** WHAT THE TASK ASKS **
Would you filter these records and copy every line that has the word "below"?

(Beginning of DATA SUPPLIED)

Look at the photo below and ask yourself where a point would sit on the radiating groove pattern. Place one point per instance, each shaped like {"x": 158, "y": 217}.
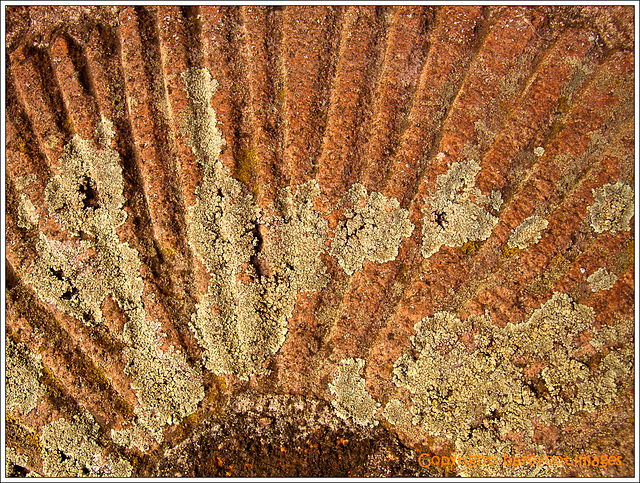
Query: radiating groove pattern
{"x": 318, "y": 139}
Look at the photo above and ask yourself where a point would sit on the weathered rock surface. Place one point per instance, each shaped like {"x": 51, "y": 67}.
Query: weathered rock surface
{"x": 297, "y": 241}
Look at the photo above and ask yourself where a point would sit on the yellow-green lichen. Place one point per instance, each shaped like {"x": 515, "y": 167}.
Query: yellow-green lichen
{"x": 77, "y": 275}
{"x": 601, "y": 279}
{"x": 396, "y": 413}
{"x": 242, "y": 318}
{"x": 71, "y": 449}
{"x": 200, "y": 122}
{"x": 104, "y": 132}
{"x": 373, "y": 229}
{"x": 456, "y": 213}
{"x": 352, "y": 401}
{"x": 467, "y": 380}
{"x": 87, "y": 195}
{"x": 527, "y": 233}
{"x": 27, "y": 213}
{"x": 613, "y": 208}
{"x": 22, "y": 376}
{"x": 299, "y": 239}
{"x": 16, "y": 464}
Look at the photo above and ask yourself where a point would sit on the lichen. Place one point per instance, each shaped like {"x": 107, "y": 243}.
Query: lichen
{"x": 527, "y": 233}
{"x": 27, "y": 213}
{"x": 448, "y": 377}
{"x": 613, "y": 208}
{"x": 352, "y": 399}
{"x": 373, "y": 229}
{"x": 104, "y": 132}
{"x": 200, "y": 123}
{"x": 242, "y": 318}
{"x": 456, "y": 213}
{"x": 601, "y": 279}
{"x": 71, "y": 449}
{"x": 77, "y": 275}
{"x": 396, "y": 413}
{"x": 87, "y": 196}
{"x": 298, "y": 239}
{"x": 14, "y": 462}
{"x": 22, "y": 376}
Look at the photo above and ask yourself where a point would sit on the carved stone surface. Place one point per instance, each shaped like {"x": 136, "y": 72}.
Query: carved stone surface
{"x": 319, "y": 241}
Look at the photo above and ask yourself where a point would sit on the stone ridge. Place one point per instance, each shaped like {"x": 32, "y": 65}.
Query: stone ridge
{"x": 239, "y": 237}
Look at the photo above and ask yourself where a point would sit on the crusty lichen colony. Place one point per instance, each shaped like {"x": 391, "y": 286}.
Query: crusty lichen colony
{"x": 463, "y": 378}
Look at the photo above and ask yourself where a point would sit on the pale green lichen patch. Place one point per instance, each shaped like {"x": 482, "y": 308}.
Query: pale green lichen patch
{"x": 601, "y": 279}
{"x": 22, "y": 376}
{"x": 104, "y": 132}
{"x": 77, "y": 275}
{"x": 396, "y": 413}
{"x": 27, "y": 213}
{"x": 527, "y": 233}
{"x": 167, "y": 388}
{"x": 87, "y": 195}
{"x": 201, "y": 124}
{"x": 352, "y": 399}
{"x": 298, "y": 239}
{"x": 456, "y": 213}
{"x": 613, "y": 208}
{"x": 467, "y": 377}
{"x": 373, "y": 229}
{"x": 16, "y": 463}
{"x": 71, "y": 449}
{"x": 242, "y": 320}
{"x": 130, "y": 437}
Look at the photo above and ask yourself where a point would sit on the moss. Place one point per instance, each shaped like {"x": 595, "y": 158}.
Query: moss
{"x": 373, "y": 229}
{"x": 22, "y": 376}
{"x": 352, "y": 399}
{"x": 601, "y": 279}
{"x": 70, "y": 449}
{"x": 613, "y": 208}
{"x": 456, "y": 213}
{"x": 527, "y": 233}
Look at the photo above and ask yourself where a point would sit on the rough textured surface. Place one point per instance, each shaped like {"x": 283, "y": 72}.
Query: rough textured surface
{"x": 211, "y": 209}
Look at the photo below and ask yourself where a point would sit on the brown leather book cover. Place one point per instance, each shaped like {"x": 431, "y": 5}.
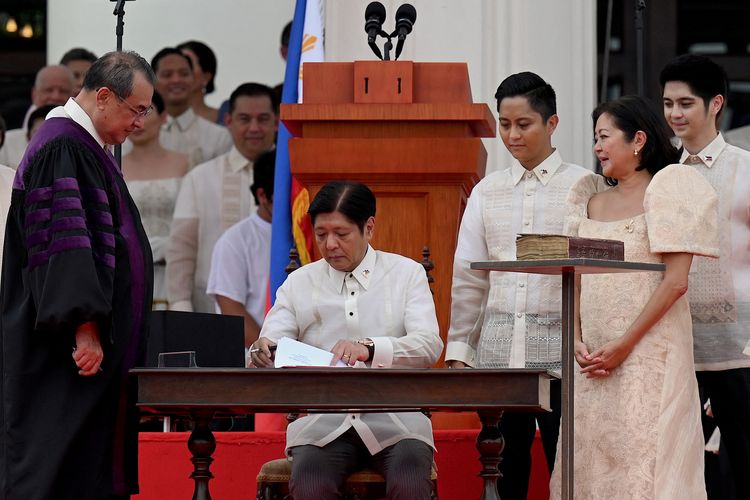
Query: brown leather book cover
{"x": 557, "y": 246}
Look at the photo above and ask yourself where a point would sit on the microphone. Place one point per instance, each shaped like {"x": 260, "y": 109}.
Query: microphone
{"x": 406, "y": 16}
{"x": 374, "y": 19}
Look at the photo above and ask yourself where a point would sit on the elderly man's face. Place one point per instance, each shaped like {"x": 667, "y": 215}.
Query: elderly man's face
{"x": 340, "y": 241}
{"x": 53, "y": 87}
{"x": 117, "y": 117}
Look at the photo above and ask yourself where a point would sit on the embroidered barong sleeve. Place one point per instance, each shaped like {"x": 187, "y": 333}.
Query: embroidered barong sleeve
{"x": 470, "y": 288}
{"x": 69, "y": 235}
{"x": 182, "y": 250}
{"x": 421, "y": 344}
{"x": 682, "y": 212}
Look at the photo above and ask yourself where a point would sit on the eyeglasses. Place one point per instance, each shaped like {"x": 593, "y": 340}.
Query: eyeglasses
{"x": 143, "y": 113}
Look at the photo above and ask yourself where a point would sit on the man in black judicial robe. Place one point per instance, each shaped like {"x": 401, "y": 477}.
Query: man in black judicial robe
{"x": 75, "y": 296}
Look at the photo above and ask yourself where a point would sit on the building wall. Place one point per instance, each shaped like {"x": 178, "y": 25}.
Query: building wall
{"x": 495, "y": 37}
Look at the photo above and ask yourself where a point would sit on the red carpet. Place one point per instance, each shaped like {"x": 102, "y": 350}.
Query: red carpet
{"x": 165, "y": 465}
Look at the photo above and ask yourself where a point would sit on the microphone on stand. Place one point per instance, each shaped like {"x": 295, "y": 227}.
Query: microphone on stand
{"x": 406, "y": 16}
{"x": 374, "y": 19}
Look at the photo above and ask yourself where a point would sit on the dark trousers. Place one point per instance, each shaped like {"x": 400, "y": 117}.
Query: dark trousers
{"x": 318, "y": 473}
{"x": 729, "y": 391}
{"x": 518, "y": 430}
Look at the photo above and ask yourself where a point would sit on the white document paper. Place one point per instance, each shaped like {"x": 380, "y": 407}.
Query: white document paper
{"x": 291, "y": 352}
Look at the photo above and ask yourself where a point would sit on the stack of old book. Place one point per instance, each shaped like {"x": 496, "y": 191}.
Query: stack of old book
{"x": 557, "y": 246}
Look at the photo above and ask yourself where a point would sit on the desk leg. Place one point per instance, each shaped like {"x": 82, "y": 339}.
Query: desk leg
{"x": 490, "y": 444}
{"x": 568, "y": 365}
{"x": 202, "y": 445}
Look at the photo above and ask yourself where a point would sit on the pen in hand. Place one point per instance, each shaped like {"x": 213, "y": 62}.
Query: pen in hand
{"x": 271, "y": 348}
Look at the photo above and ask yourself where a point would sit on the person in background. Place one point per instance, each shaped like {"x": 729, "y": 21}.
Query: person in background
{"x": 694, "y": 91}
{"x": 637, "y": 417}
{"x": 75, "y": 299}
{"x": 52, "y": 87}
{"x": 204, "y": 70}
{"x": 241, "y": 261}
{"x": 78, "y": 61}
{"x": 213, "y": 197}
{"x": 370, "y": 309}
{"x": 36, "y": 118}
{"x": 6, "y": 187}
{"x": 153, "y": 175}
{"x": 510, "y": 320}
{"x": 185, "y": 131}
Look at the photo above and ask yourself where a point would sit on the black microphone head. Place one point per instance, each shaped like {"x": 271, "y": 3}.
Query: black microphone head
{"x": 375, "y": 11}
{"x": 406, "y": 12}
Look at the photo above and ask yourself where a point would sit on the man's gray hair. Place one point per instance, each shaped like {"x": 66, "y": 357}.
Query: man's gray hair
{"x": 115, "y": 71}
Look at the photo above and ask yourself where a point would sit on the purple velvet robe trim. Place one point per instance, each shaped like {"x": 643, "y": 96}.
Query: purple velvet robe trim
{"x": 63, "y": 244}
{"x": 62, "y": 224}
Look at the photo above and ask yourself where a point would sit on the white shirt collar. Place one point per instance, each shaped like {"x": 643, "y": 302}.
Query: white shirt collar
{"x": 708, "y": 154}
{"x": 544, "y": 171}
{"x": 75, "y": 112}
{"x": 362, "y": 273}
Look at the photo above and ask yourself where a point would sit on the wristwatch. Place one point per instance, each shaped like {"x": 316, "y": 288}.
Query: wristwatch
{"x": 370, "y": 347}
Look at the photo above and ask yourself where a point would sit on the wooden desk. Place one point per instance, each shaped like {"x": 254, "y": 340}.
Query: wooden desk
{"x": 201, "y": 392}
{"x": 568, "y": 269}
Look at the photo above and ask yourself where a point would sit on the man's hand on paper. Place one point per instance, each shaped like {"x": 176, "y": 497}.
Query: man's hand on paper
{"x": 349, "y": 352}
{"x": 260, "y": 355}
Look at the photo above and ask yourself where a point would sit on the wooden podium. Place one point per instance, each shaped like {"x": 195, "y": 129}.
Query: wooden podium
{"x": 411, "y": 133}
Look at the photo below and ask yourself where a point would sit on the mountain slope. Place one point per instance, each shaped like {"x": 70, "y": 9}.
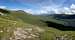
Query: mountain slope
{"x": 18, "y": 25}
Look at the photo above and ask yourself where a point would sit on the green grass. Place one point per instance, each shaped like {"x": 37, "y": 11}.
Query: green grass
{"x": 17, "y": 19}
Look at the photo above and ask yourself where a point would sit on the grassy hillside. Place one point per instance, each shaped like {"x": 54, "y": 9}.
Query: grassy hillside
{"x": 18, "y": 25}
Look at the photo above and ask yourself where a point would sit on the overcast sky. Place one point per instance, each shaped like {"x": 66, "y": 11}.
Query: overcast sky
{"x": 39, "y": 6}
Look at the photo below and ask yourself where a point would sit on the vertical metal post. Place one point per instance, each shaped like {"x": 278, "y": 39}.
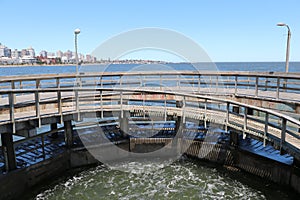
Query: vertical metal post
{"x": 183, "y": 109}
{"x": 205, "y": 113}
{"x": 68, "y": 133}
{"x": 266, "y": 128}
{"x": 235, "y": 84}
{"x": 101, "y": 104}
{"x": 121, "y": 104}
{"x": 160, "y": 82}
{"x": 283, "y": 134}
{"x": 77, "y": 104}
{"x": 143, "y": 95}
{"x": 277, "y": 88}
{"x": 217, "y": 83}
{"x": 245, "y": 122}
{"x": 37, "y": 107}
{"x": 43, "y": 146}
{"x": 199, "y": 83}
{"x": 165, "y": 107}
{"x": 256, "y": 86}
{"x": 8, "y": 151}
{"x": 11, "y": 100}
{"x": 227, "y": 116}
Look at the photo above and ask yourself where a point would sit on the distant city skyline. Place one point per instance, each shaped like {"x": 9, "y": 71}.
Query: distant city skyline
{"x": 228, "y": 30}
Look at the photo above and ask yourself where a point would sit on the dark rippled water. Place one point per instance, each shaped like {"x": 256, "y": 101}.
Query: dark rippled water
{"x": 180, "y": 180}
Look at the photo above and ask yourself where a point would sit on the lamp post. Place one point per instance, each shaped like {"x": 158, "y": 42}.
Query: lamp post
{"x": 287, "y": 46}
{"x": 76, "y": 32}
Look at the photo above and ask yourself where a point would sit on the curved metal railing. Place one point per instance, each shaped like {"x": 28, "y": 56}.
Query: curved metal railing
{"x": 276, "y": 86}
{"x": 35, "y": 104}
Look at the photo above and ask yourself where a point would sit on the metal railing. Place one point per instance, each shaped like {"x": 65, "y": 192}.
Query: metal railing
{"x": 268, "y": 125}
{"x": 278, "y": 86}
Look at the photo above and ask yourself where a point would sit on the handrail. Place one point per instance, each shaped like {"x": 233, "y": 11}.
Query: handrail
{"x": 255, "y": 84}
{"x": 286, "y": 132}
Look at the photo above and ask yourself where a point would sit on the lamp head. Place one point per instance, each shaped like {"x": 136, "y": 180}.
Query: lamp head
{"x": 77, "y": 31}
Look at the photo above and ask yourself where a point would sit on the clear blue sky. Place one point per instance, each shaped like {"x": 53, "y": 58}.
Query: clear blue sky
{"x": 228, "y": 30}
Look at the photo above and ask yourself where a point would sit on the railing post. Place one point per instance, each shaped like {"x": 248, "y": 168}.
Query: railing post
{"x": 68, "y": 133}
{"x": 266, "y": 128}
{"x": 205, "y": 113}
{"x": 283, "y": 134}
{"x": 144, "y": 114}
{"x": 278, "y": 88}
{"x": 101, "y": 81}
{"x": 256, "y": 86}
{"x": 8, "y": 151}
{"x": 77, "y": 103}
{"x": 43, "y": 146}
{"x": 160, "y": 82}
{"x": 235, "y": 84}
{"x": 121, "y": 104}
{"x": 217, "y": 84}
{"x": 37, "y": 107}
{"x": 59, "y": 105}
{"x": 245, "y": 122}
{"x": 199, "y": 83}
{"x": 13, "y": 86}
{"x": 183, "y": 109}
{"x": 165, "y": 107}
{"x": 101, "y": 104}
{"x": 227, "y": 116}
{"x": 11, "y": 100}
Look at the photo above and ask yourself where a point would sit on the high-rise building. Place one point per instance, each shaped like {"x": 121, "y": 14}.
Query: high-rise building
{"x": 59, "y": 54}
{"x": 31, "y": 52}
{"x": 44, "y": 54}
{"x": 68, "y": 54}
{"x": 4, "y": 51}
{"x": 88, "y": 58}
{"x": 16, "y": 53}
{"x": 24, "y": 52}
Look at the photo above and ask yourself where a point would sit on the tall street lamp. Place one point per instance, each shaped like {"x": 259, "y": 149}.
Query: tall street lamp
{"x": 76, "y": 32}
{"x": 287, "y": 46}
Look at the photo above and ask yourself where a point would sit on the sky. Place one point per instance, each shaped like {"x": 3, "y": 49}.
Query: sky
{"x": 228, "y": 31}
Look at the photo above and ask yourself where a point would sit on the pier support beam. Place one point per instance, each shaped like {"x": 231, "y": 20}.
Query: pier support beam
{"x": 8, "y": 151}
{"x": 54, "y": 127}
{"x": 179, "y": 125}
{"x": 124, "y": 124}
{"x": 68, "y": 133}
{"x": 236, "y": 109}
{"x": 234, "y": 138}
{"x": 250, "y": 111}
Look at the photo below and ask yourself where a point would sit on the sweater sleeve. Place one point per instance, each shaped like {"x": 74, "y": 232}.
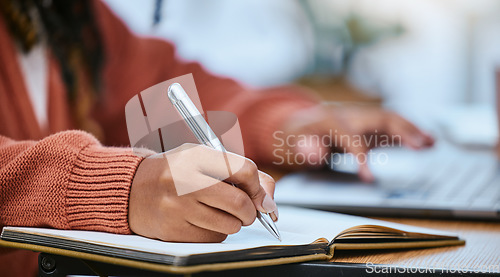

(End of DATA SUPPLIED)

** TASK SOLUTION **
Look at the photo below and ask yourself where a point would sit on the radiating groove pattern. Place one point per instance, each shaped like {"x": 158, "y": 217}.
Look at the photo below and ask yourself where a point would sit on the brown leather book cover. Place one point per instance, each shaped like {"x": 431, "y": 5}.
Look at the photo below and ask yourself where a point would sit on the mountain slope. Place one point per instance, each shaped like {"x": 70, "y": 9}.
Look at the photo below and ask yourself where a point would sit on the vertical metal post. Place one point per instance, each shaped like {"x": 278, "y": 39}.
Look at the photo below and ask yourself where a point would sit on the sweater sleeve. Place one point per instance, each shaped like {"x": 74, "y": 232}.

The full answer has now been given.